**Page text:**
++++++++++

Lalitha: You're, you're about to get some homework Haeny.

[Lalitha and Haeny laugh]

Haeny: I know, I know. So, I, so basically what happened was that I had all this, like, I do a lot of research in like K through 2 classrooms and usually look at, try to look at spaces of play or spaces of literacy. And most of the times the intersection of those two things. And so I'm sitting in a kindergarten classroom for this year-long project. And just like taking notes, talking to kids about play and this one kid who's very obsessed with Star Wars, actually the whole classroom kind of was, but this particular child was very much an expert in it. And he would like talk to me for 30 minutes about like Star Wars stuff, would draw things, would create like little scenarios, would like make his, like he would talk about it like how it's shooting through the paper, and he would shoot through the paper somehow. Like it was just a very interesting act of play, and I found myself not really understanding like half of it, [laughs] because [Nathan and Lalitha laugh] I, you know, I'm like, I know, I know Princess Leia. I know Chewbacca. Right. I know like the, the basics right. I know Yoda. [laughs] But there's like a lot of things that I'm just assuming, right, or that I think is like kind of general cultural knowledge about Star Wars that I think I know that I'm applying to this thing that he's doing that is completely wrong. Right. So now I go back and look at that data and it's so different, because now I'm like watching the episodes I got like interview notes from kids about like what order I should watch the Star Wars episodes. [Nathan laughs] Like which one should be in the middle of things, and which ones I should watch first and last. [ind]

Nathan: I'll send you. I'll send you my order after this.

++++++++++

**Given instruction:**
Decide whether each statement agrees with the transcript above, answering yes or no and quoting the words from the transcript that decide it. (a) Haeny's year-long project took place in a kindergarten classroom. (b) Only one child in the classroom was interested in Star Wars. (c) Nathan says he will send Haeny his order.

**Entries supplied:**

++++++++++

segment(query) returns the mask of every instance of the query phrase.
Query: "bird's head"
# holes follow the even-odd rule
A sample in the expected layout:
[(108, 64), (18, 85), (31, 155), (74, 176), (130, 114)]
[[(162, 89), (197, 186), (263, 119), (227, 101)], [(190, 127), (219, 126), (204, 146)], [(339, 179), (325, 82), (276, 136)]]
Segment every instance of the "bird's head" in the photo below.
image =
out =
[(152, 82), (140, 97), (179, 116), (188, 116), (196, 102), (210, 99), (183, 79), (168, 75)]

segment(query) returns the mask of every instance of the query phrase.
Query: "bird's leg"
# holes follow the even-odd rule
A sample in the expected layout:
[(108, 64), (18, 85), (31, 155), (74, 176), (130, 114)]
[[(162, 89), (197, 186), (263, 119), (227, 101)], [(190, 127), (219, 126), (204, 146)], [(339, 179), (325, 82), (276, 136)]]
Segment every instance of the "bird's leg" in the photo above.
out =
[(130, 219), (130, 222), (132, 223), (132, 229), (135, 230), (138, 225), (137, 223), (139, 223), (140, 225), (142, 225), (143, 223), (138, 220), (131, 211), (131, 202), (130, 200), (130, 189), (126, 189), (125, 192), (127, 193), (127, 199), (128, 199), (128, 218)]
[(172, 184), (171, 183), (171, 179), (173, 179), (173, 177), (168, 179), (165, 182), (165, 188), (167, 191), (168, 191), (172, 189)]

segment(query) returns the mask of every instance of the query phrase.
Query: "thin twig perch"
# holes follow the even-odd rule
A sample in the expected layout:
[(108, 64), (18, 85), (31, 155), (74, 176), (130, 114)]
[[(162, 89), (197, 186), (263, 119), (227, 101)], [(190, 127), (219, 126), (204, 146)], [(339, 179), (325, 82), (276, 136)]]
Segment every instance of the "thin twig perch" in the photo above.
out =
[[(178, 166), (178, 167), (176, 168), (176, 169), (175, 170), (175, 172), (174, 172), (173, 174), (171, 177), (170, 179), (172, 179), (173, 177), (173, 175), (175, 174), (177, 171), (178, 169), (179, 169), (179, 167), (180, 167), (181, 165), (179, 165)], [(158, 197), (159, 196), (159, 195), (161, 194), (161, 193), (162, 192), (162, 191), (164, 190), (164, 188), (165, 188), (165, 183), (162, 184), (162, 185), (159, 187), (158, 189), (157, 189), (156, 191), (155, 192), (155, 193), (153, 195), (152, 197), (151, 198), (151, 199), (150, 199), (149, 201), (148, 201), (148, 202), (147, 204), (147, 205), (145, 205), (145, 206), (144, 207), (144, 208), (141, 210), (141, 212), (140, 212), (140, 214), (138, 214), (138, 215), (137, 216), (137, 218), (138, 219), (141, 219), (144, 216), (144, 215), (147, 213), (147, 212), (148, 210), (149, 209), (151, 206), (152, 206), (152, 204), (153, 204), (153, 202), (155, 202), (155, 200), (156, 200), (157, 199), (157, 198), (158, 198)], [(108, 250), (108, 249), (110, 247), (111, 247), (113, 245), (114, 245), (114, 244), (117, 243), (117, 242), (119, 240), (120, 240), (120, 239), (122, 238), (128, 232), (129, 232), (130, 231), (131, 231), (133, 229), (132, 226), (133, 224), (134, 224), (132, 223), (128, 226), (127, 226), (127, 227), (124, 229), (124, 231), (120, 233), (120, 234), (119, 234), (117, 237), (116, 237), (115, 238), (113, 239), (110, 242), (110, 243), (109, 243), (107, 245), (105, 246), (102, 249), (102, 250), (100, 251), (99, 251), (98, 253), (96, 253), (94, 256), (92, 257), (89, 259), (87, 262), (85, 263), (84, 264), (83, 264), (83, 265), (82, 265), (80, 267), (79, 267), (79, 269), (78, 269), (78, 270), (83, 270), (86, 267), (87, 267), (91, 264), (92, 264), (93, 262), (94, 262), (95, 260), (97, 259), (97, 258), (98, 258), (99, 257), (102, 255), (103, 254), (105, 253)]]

++++++++++

**Output of the task:**
(a) Yes: "And so I'm sitting in a kindergarten classroom for this year-long project."
(b) No: "actually the whole classroom kind of was"
(c) Yes: "I'll send you my order after this."